— What you are asked to do —
Rewrite the lines of all the rows below as a single numbered list, leaving out any blank lines.

— Data lines —
::::::::::

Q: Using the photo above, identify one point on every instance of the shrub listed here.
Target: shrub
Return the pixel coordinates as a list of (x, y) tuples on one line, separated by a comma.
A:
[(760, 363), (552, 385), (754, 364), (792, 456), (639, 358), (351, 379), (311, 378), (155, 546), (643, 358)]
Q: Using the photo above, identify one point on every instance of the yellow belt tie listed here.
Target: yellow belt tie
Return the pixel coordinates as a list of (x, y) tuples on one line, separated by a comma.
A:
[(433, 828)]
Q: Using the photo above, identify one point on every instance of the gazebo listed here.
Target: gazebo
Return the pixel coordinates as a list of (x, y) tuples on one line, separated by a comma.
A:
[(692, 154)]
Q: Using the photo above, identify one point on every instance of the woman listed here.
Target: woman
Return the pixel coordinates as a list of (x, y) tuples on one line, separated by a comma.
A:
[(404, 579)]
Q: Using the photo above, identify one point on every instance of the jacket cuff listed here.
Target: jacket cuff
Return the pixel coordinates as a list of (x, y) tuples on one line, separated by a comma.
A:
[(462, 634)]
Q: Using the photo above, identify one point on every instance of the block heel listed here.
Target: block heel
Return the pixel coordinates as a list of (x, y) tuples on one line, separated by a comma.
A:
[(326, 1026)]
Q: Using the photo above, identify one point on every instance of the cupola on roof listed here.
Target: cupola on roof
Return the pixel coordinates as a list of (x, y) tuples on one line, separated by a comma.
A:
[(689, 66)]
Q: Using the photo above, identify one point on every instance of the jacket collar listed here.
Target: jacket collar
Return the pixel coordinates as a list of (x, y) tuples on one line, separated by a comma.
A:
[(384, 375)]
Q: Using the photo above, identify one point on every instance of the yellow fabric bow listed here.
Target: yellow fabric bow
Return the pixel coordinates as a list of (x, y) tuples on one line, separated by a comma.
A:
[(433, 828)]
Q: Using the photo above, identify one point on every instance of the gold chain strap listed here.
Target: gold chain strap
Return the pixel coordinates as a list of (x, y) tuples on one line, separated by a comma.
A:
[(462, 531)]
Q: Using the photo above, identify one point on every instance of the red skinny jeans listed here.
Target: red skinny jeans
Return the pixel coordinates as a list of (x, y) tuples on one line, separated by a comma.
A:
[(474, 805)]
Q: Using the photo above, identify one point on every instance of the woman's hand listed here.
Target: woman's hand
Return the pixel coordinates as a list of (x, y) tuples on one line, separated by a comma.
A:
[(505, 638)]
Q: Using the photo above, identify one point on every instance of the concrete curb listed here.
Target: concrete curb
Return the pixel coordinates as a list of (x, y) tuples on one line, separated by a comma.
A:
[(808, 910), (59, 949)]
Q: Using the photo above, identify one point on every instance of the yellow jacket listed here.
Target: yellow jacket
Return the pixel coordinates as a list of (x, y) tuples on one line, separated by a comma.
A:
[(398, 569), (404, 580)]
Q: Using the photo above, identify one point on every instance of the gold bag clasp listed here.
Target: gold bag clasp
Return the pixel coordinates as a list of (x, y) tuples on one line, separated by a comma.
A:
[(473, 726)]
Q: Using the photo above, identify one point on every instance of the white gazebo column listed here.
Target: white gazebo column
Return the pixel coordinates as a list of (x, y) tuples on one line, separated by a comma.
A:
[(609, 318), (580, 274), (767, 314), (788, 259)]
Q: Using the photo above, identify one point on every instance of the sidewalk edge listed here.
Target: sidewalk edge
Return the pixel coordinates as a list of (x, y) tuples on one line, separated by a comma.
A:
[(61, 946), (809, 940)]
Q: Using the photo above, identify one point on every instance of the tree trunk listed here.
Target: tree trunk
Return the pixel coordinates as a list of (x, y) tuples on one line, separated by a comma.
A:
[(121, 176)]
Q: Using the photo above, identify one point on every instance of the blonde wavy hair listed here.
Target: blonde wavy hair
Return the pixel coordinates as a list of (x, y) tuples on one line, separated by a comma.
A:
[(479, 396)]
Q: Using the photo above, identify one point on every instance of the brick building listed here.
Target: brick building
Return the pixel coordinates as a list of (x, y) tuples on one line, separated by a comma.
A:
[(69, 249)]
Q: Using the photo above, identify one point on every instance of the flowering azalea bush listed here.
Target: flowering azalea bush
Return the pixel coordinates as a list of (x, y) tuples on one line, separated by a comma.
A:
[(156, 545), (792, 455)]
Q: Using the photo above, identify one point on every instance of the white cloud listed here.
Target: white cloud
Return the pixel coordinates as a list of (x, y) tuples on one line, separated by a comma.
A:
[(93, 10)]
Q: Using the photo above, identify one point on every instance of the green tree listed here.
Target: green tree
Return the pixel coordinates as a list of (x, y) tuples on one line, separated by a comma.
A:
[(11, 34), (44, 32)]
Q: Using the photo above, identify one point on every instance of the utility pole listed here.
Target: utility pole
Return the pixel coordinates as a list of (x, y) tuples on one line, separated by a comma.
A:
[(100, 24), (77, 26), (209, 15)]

::::::::::

— Solution to this task —
1. Q: Using the photo above, identify one point on every instance of the shrub listed here.
2. Target: shrub
3. Return the pixel coordinates as a list of (x, y) tuples on one line, separated by a comma.
4. A:
5. [(760, 363), (552, 385), (754, 364), (792, 456), (639, 358), (351, 379), (311, 378), (155, 546), (643, 358)]
6. Q: Using the photo above, identify one point on every instance of the yellow belt tie listed here.
7. Target: yellow belt tie
8. Return the pixel coordinates as a list of (x, y) tuples on one line, separated by a comma.
9. A:
10. [(433, 828)]
11. Q: Using the photo above, identify one point on every instance of the gazebo listed here.
12. Target: gazebo
13. Return the pixel coordinates as a list of (x, y) tuples on one line, separated by a comma.
14. A:
15. [(692, 154)]
16. Q: Using the photo above, identify one point on every instance of the woman listed here.
17. Target: woman
18. Return the pixel coordinates as a list of (x, y) tuples on one line, separated by a comma.
19. A:
20. [(404, 579)]
21. Q: Using the photo above, identify one point on every instance of the jacket cuff listed here.
22. Target: jacket cuff
23. Return the pixel coordinates as a list of (x, y) tuples on one line, separated by a comma.
24. A:
25. [(462, 634)]
26. Q: Using the photo above, identify one point on every instance of the block heel listed here.
27. Target: block heel
28. Return the pixel coordinates as a list of (x, y) tuples on one line, separated by a comma.
29. A:
30. [(326, 1026)]
31. Q: Using the photo above, identify one point on every instance of the cupola on roof listed here.
32. Target: cupola on roof
33. Return the pixel coordinates as a list of (x, y) tuples on one line, separated by a comma.
34. A:
35. [(689, 66)]
36. Q: Using the photo above, identify one point on every instance of the jacket collar listed here.
37. Target: jacket collar
38. Return the pixel coordinates as a list of (x, y) tuples on one line, separated by a comma.
39. A:
40. [(384, 375)]
41. Q: Using the photo above, identify one point on every instance of the yellow fabric bow listed here.
42. Target: yellow fabric bow
43. Return the pixel coordinates as a list of (x, y) tuples on one line, separated by a comma.
44. A:
45. [(433, 828)]
46. Q: Using the photo above, identify one point on every instance of the gold chain strap listed here.
47. Target: gold chain strap
48. Return the pixel coordinates as a list of (x, y) tuples on one line, separated by a comma.
49. A:
50. [(462, 531)]
51. Q: Using the photo above, identify one point on every instance of the red skinny jeans listed here.
52. Target: red skinny jeans
53. Return the pixel coordinates as a list of (x, y) tuples on one line, separated by a comma.
54. A:
55. [(474, 805)]
56. Q: Using the photo above, identify one point on every instance of the woman's hand listed here.
57. Target: woman's hand
58. Return the pixel coordinates as a list of (x, y) tuples on one line, separated by a comma.
59. A:
60. [(505, 638)]
61. Q: Using the photo above, identify one point on every instance of the concrete curb listed here.
62. Target: concrete curb
63. Return the pixel coordinates as a list of (x, y) tuples on one line, separated by a comma.
64. A:
65. [(808, 910), (59, 949)]
66. Q: Using the photo above, identify one point on every instance of the yellow jacket listed here.
67. Target: yellow jacket
68. Return the pixel coordinates as a list of (x, y) tuples on one line, separated by a comma.
69. A:
70. [(398, 569), (404, 580)]
71. Q: Using the photo above, identify one point on every instance of the gold bag clasp listed here.
72. Target: gold bag clasp
73. Return the pixel coordinates as a list of (x, y) tuples on one line, separated by a comma.
74. A:
75. [(473, 726)]
76. Q: Using the photo above, identify one point on every instance of the white gazebo column listed here.
77. Target: white gazebo column
78. Return the pixel coordinates as a list of (x, y) tuples on one line, separated by a comma.
79. A:
80. [(609, 318), (580, 274), (767, 314), (788, 259)]
81. Q: Using the photo above, identify one point on every instance of the sidewalk edge listed here.
82. Target: sidewalk edge
83. Return the pixel coordinates as a list of (x, y) tuples on one line, separated by a comma.
84. A:
85. [(61, 946), (809, 940)]
86. Q: Using the photo above, identify one point on every instance of the tree trunk listed here.
87. Target: tree trunk
88. Return the pixel coordinates as a list of (x, y) tuples on one line, separated by a comma.
89. A:
90. [(121, 176)]
91. Q: Using the photo above, identify one point on every instance of the blonde wavy hair listed here.
92. Target: blonde wavy hair
93. Return the pixel coordinates as a list of (x, y) tuples on one line, separated by a comma.
94. A:
95. [(479, 396)]
96. Q: Using the photo above, identify one point on every instance of the brick building listed here.
97. Target: brick building
98. Return the pixel coordinates as a list of (x, y) tuples on one line, separated by a comma.
99. A:
100. [(69, 249)]
101. Q: Using the photo above, identify one point on every instance of the flowering azalea bush listed here.
102. Target: flowering azalea bush
103. Return the pixel coordinates as a list of (x, y) tuples on one line, separated by a comma.
104. A:
105. [(156, 545), (792, 455)]
106. Q: Using the photo above, identify one point on every instance of the white cloud listed here.
107. Target: white cloud
108. Return the pixel coordinates as a list of (x, y) tuples on one line, separated by a comma.
109. A:
110. [(93, 10)]
111. Q: Using the photo above, identify one point on every instance of the green tree listed here.
112. Target: green tree
113. Return the pixel coordinates as a list of (x, y) tuples on one line, separated by a comma.
114. A:
115. [(11, 34), (44, 32)]
116. Q: Using the photo above, identify one point on every instance of the utility pole listed here.
117. Target: utility pole
118. Return the pixel coordinates as a list of (x, y) tuples on one line, separated by a comma.
119. A:
120. [(100, 24), (77, 26), (209, 15)]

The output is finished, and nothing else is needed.